Exercise prompt - Reproduce each of the items below word for word, omitting the pictures from your copy.

Records for the exercise -
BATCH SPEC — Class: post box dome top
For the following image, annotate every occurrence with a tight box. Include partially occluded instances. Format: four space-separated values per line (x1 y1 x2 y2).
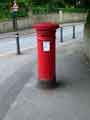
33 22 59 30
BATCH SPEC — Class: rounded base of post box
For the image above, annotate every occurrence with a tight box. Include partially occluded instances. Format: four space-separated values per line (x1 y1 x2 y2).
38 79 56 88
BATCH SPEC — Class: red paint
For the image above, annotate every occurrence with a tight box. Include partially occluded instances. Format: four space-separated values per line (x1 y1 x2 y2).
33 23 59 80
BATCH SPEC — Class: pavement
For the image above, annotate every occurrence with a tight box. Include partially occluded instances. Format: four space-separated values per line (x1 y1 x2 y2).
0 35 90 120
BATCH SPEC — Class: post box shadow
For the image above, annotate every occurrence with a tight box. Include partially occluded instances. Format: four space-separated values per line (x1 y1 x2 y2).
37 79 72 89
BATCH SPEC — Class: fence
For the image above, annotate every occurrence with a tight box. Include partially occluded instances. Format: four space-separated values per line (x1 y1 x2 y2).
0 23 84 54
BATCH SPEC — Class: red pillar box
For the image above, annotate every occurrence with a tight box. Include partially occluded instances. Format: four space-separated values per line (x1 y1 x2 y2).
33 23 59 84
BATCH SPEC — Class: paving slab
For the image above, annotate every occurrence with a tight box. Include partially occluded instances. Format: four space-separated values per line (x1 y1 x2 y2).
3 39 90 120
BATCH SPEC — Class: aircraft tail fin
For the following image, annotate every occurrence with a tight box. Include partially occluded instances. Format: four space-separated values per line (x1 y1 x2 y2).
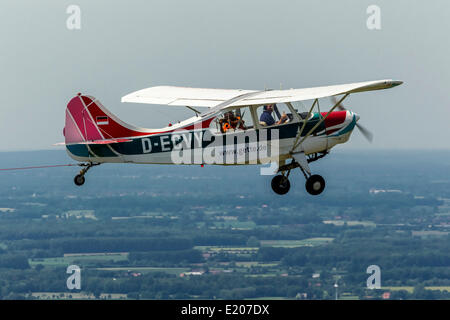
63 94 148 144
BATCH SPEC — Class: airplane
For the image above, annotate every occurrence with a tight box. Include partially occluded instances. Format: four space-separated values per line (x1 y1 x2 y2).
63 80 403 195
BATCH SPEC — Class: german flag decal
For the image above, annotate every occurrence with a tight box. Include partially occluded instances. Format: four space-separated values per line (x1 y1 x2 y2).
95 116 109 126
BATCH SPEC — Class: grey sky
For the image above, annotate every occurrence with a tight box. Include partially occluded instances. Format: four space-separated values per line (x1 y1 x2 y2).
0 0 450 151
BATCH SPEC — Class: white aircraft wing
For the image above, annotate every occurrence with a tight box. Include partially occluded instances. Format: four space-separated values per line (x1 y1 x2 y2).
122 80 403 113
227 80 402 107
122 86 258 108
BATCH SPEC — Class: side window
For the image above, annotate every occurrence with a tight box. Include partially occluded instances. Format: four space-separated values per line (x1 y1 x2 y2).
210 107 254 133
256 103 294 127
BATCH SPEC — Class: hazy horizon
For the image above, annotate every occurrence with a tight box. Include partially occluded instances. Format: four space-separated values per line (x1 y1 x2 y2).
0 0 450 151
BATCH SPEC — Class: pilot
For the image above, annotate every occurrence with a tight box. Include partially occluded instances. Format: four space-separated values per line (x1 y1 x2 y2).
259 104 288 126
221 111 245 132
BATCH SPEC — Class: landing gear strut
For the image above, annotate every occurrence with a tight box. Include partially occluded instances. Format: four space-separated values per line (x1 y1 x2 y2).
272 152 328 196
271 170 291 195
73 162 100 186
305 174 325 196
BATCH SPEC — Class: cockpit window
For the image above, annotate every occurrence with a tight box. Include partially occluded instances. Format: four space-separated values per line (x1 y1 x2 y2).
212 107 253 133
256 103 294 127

Task solution -
BATCH SPEC — Class: post box dome top
For the following image, annotate every occurrence with a tight box. Include partially occluded instances. Format: four space-separated values per line (x1 y1 x2 y2).
33 22 59 30
BATCH SPEC — Class: rounded base of post box
For the image above, annotate every occurrence with a tight box. Include partially occluded instances. Format: four space-separated values per line (x1 y1 x2 y2).
38 79 56 88
BATCH SPEC — Class: red paint
For the image above, annotate every occurrence with a tight box. Include partially occluded instances. Format: four space-separated values per line (x1 y1 x2 y2).
33 23 59 80
BATCH SPEC — Class: pavement
For the image above, annotate every occurrence with a tight box. Include partially occluded instances. Format: four space-separated values per line (x1 y1 x2 y2).
0 35 90 120
BATCH SPEC — Class: post box shadow
For the image above, annotate every occurrence with a tight box. Include partially occluded instances. Format: four space-separated values per line (x1 y1 x2 y2).
37 79 72 89
BATCH SPEC — Class: fence
For the image above, annotate every occurrence with a tight box. Include partially occluded instances. Format: four space-separated values per line (x1 y1 x2 y2).
0 23 84 54
BATCH SPEC — Class: red pillar box
For the image above, annotate every occurrence with a tight box. Include partially occluded instances. Format: four space-separated values per line (x1 y1 x2 y2).
33 23 59 84
BATCH SPEC — Class: paving slab
For the image above, annotate every occurrence with a tight box. Include partially occluded instances. Format: four space-separated values per line (x1 y1 x2 y2).
3 39 90 120
BATCH SPEC — Class: aircraft tail fin
For the following image, annotate every occurrence with a tight box. Include partially occluded instances. Format: four space-separated values per line (x1 y1 x2 y2).
63 94 148 144
BATCH SPEC — Class: airplane
For the image above, annotate every occurrence with a tight box. Include partially occluded instances. Format: four space-separated values per line (x1 y1 x2 y2).
63 80 403 195
BATCH SPEC — Class: german flag decal
For the image above, annotate every occurrence with a tight box. Include partially occluded instances. Format: four space-separated values per line (x1 y1 x2 y2).
95 116 109 126
BATCH SPEC — Class: grey sky
For the image above, annotate every occurrence with a tight box. Include partially occluded instances. Format: four space-separated values per line (x1 y1 x2 y2).
0 0 450 151
BATCH SPEC — Class: white aircraft wing
For the image above, annotate every occurrence with a tight box. Include partially occluded instances. Format: four space-separated values per line (x1 y1 x2 y2).
122 80 403 113
227 80 402 107
122 86 258 108
BATCH SPEC — Class: side window
For the image above, annotate every occurrence with a tight box. Include partially occluded instances. Format: four space-separated values per line (x1 y1 x2 y2).
210 107 254 133
256 103 294 127
BATCH SPEC — Class: hazy horizon
For the image above, annotate every occurrence with a tight box. Include partially occluded instances. Format: four space-separated values per line (x1 y1 x2 y2).
0 0 450 151
BATCH SPEC — Class: pilot
For the image above, annotate every occurrence with a tight box. Include partially occluded instances. Format: four space-separated values per line (x1 y1 x2 y2).
259 104 288 126
221 111 245 132
BATCH SPEC — Class: landing gear strut
For the image above, annotate every occurrence with a tight box. Include partially occluded instances. Format: four space-separated values per line (x1 y1 x2 y2).
272 152 328 196
271 170 291 195
73 162 100 186
305 174 325 196
BATCH SPEC — Class: cockpit window
For the image above, annotate every occurrence with a tight box. Include partially occluded instances. Format: four space-separated values per line (x1 y1 x2 y2).
212 107 253 133
256 103 294 127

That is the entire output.